● Supplied records:

::::

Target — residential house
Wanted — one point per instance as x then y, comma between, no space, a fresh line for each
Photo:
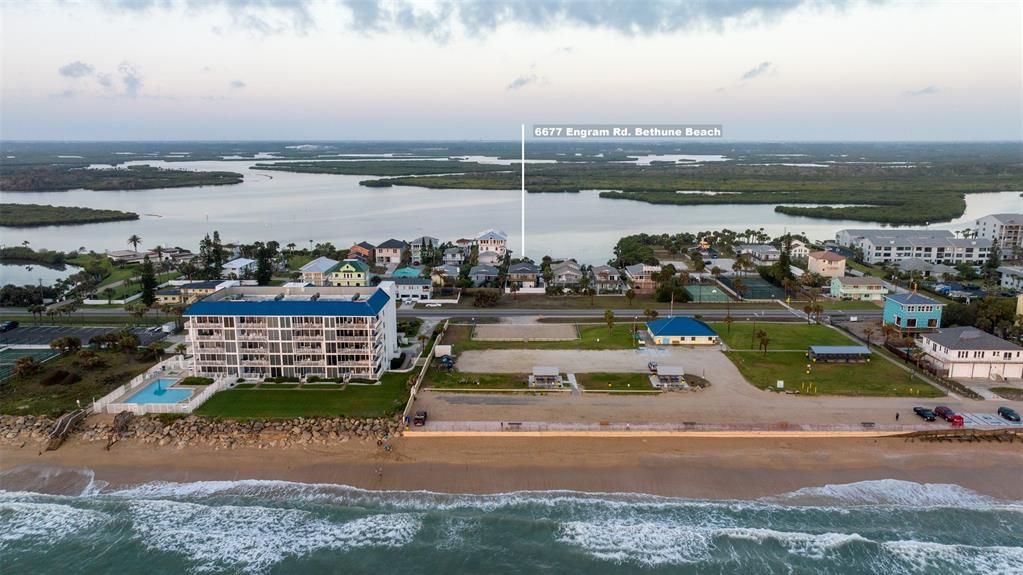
489,258
524,274
420,245
798,250
483,273
270,332
197,290
925,268
412,288
407,272
640,276
239,268
1011,277
763,253
681,330
391,252
912,313
1005,229
454,256
826,264
893,245
350,273
492,240
566,273
362,251
970,353
865,289
445,274
318,271
169,296
606,278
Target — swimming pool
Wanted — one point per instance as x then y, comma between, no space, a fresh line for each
158,392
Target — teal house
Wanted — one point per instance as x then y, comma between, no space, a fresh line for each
912,313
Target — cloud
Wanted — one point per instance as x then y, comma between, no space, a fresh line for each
923,91
522,82
77,69
131,79
757,71
477,17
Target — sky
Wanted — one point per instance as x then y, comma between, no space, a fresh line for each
337,70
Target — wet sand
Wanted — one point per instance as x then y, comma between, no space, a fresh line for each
700,468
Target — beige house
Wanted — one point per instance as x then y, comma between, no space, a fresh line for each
826,264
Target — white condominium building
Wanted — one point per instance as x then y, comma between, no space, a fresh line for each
295,332
1007,229
932,246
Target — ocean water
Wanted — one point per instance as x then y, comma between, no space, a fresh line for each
888,526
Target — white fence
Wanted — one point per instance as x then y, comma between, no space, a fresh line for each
187,407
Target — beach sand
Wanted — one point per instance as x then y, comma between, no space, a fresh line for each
699,468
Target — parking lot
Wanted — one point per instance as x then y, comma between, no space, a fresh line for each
43,335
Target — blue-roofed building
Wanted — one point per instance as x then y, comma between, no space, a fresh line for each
681,332
271,332
912,313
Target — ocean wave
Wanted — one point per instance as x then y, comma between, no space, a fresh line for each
229,538
890,492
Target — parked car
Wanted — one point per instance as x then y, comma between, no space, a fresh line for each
924,413
944,412
1009,413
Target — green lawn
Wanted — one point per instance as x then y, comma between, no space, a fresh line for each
354,401
33,396
793,336
877,378
616,382
451,380
591,337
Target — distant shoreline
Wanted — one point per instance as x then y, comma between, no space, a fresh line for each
712,469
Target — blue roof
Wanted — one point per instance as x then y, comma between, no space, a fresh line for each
913,299
368,307
679,326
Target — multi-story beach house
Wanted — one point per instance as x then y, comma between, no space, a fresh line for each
362,251
826,264
865,289
606,278
492,240
880,246
350,273
318,271
263,332
968,352
419,246
524,274
912,313
640,276
391,252
1004,229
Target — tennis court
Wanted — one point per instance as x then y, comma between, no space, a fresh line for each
756,288
8,357
707,293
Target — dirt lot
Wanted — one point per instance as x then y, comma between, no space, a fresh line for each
525,332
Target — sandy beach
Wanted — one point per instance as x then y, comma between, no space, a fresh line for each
701,468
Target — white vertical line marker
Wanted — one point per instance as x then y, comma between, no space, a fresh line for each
523,191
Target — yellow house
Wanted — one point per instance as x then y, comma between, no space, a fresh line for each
350,273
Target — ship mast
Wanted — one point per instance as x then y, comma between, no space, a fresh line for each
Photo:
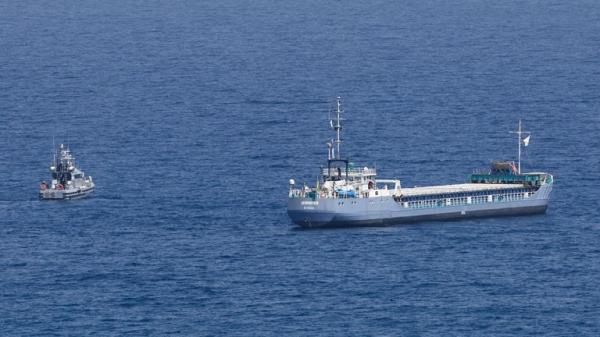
338,127
519,132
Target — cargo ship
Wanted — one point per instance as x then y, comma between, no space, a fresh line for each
347,195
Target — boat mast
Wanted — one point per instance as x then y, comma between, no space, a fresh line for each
519,132
338,127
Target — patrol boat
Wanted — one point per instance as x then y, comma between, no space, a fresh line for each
68,181
346,195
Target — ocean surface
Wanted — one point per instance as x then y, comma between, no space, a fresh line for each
192,116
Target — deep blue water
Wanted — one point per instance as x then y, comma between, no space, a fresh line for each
192,115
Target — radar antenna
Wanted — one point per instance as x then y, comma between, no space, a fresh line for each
337,126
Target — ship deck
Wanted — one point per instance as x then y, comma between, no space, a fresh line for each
455,188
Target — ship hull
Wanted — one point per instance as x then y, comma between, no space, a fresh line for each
51,194
386,211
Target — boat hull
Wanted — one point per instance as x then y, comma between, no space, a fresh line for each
53,194
384,211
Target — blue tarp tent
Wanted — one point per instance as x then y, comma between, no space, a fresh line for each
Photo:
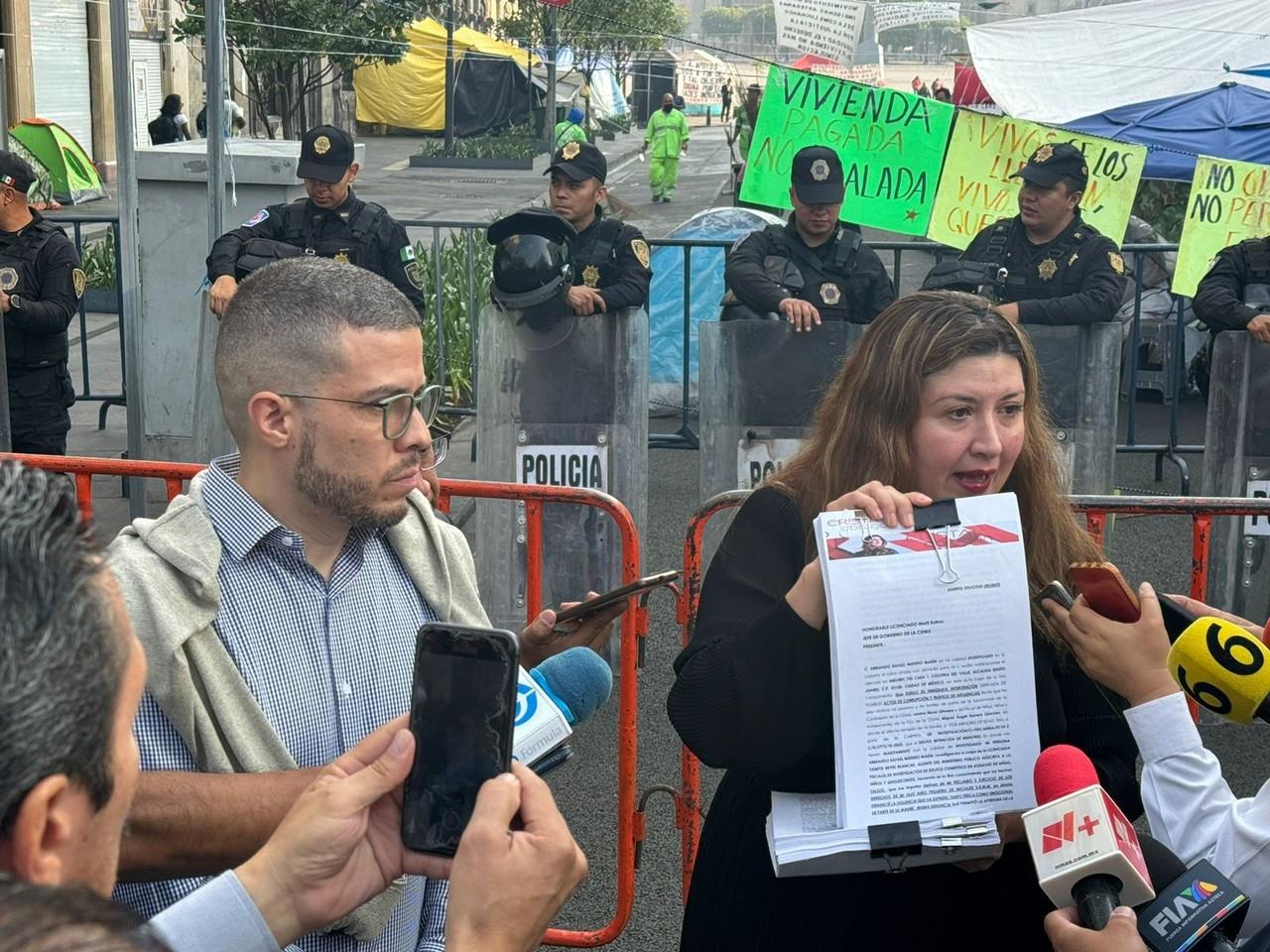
666,295
1230,121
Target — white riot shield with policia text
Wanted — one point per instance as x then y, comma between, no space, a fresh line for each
760,386
561,407
1237,463
1080,370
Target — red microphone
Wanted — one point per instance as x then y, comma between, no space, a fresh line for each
1084,848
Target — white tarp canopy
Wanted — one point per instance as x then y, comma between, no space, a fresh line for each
1069,64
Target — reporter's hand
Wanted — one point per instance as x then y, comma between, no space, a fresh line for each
511,879
1198,608
1260,327
340,843
543,639
799,312
884,504
1130,658
222,293
1066,933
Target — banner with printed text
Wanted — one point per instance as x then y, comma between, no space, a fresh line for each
1228,202
976,189
890,143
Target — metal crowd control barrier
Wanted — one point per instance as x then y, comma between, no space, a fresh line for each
633,633
1202,511
77,222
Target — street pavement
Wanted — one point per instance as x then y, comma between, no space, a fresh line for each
1155,548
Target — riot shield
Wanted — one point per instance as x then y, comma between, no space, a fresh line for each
564,408
1237,463
1080,371
760,385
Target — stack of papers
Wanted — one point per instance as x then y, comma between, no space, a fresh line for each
806,838
934,689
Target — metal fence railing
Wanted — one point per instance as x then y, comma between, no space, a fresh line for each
116,298
460,298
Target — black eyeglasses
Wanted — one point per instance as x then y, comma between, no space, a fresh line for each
397,411
440,447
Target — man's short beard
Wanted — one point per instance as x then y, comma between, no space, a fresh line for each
338,494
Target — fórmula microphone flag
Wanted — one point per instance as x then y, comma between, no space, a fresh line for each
1223,667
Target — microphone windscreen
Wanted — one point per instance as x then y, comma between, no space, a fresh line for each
578,676
1062,770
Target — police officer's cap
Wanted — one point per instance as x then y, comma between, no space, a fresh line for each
16,173
817,176
325,154
1055,162
579,162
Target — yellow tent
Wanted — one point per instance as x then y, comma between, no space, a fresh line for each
411,93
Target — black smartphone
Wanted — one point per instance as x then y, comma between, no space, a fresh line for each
461,715
636,588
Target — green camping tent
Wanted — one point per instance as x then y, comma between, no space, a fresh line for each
71,173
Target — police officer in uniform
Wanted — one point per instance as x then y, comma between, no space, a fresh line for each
1058,270
610,259
331,222
41,285
813,268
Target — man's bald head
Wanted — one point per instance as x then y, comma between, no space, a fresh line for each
281,333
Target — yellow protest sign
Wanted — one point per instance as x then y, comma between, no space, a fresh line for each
975,188
1228,202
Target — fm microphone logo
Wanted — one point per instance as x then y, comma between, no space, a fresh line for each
1060,834
1183,905
526,703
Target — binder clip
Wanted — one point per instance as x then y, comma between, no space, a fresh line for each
894,843
940,516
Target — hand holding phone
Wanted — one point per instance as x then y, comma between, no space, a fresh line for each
461,715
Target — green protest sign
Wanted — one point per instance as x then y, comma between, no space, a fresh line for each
890,143
1229,200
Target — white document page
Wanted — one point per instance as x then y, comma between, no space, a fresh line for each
934,685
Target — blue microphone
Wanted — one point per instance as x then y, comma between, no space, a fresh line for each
576,680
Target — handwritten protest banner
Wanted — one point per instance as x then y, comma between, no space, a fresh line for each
1228,202
975,188
890,143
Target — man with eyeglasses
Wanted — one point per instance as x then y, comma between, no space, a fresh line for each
278,601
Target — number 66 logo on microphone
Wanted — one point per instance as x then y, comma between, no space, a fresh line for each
1223,667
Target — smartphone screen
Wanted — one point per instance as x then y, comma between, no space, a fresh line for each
461,715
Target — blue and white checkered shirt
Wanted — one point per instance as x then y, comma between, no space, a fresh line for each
327,661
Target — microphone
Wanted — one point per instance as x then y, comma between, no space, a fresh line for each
1083,846
1223,667
1201,909
563,690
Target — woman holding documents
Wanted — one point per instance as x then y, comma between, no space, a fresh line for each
939,400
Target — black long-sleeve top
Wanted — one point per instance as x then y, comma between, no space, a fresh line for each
753,696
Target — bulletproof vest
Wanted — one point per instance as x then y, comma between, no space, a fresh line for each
354,244
599,255
826,284
18,276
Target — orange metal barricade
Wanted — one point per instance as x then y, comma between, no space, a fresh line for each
633,633
1096,509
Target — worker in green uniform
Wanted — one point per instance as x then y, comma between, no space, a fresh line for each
571,130
668,134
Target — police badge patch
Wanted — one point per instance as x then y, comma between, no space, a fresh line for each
640,248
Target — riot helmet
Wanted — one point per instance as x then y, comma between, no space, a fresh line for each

::::

● Exercise: Keep only the lines from the one containing "Target — black long-sleeve top" to the end of the entries, and repeat them exactly.

● The reply:
Target — black long-sleeve top
Wanted — one point per instance as x then y, comma between, no space, a fresh line for each
753,696
Target — bulletproof vest
Wanted — one point per instance as x then y, comma between, no space, a fresh line for each
354,244
599,255
826,284
18,276
Target — orange metal barricade
Wanted — one point per instance as x then y, comma between, no space, a fresh line for each
633,633
1096,509
Target — worker in green uniform
Wanted — one point per instance as x then y, comma between, no space, a fresh line for each
571,130
668,134
Target — police badge patch
Wanted — one point per instance as x then y, comma between, no space, a fresh line for each
640,248
Target — riot helmet
Wanted — one point per instance as x then y, comma between, no space, a fresh line for each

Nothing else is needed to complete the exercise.